_Collected data_
= = = = = = =
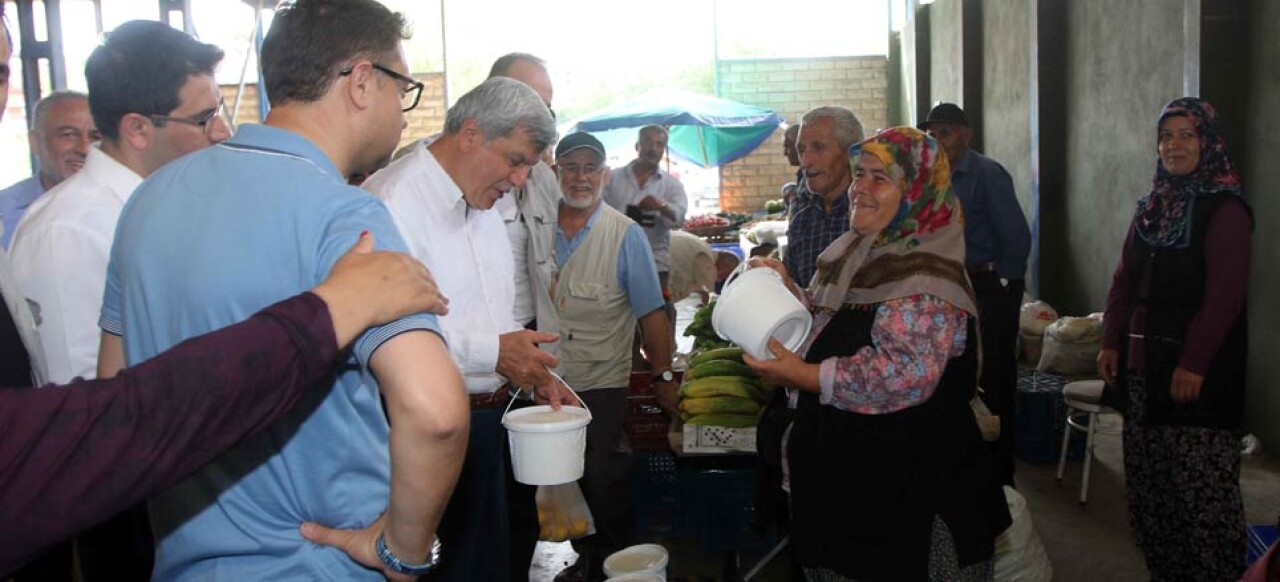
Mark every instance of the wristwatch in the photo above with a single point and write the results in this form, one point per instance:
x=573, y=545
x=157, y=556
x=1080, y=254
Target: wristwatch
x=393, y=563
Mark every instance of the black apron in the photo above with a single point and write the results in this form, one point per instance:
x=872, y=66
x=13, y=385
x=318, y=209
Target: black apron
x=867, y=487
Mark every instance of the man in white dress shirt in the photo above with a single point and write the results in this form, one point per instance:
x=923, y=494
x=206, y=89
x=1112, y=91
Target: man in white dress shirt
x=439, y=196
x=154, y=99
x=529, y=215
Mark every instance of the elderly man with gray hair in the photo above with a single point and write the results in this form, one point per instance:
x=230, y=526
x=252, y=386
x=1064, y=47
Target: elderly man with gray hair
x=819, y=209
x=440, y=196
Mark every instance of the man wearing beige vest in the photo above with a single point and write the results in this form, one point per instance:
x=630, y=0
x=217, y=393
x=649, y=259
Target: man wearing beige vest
= = = = = = =
_To do_
For this exercise, repeat exactly the lines of the data above from the one with "x=1112, y=91" down to the one with "x=217, y=393", both end lines included.

_Completed exercise_
x=1112, y=91
Target: man in white dress shirt
x=439, y=196
x=154, y=99
x=529, y=215
Mark every instance of the elderly man with gray hair in the photo above with a single point and write the results in this form, one point per instance:
x=230, y=526
x=252, y=386
x=1064, y=47
Target: elderly man with gray hair
x=819, y=209
x=440, y=196
Mark every instance of the man wearing beige vest in the photo above with a single point and write the results in this form, one point per instance:
x=630, y=0
x=217, y=393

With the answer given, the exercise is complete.